──────── EXERCISE MATERIAL
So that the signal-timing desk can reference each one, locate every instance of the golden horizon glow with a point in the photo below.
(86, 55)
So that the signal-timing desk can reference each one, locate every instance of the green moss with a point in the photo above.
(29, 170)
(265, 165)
────────────────
• [TASK DESCRIPTION] Everything from the line that has "the photo above." to the final line above should be retyped exactly, and nothing else.

• [EXPECTED ANSWER]
So that the signal-timing desk can reference each one, locate every instance of the green moss with a point in the photo above.
(29, 170)
(265, 165)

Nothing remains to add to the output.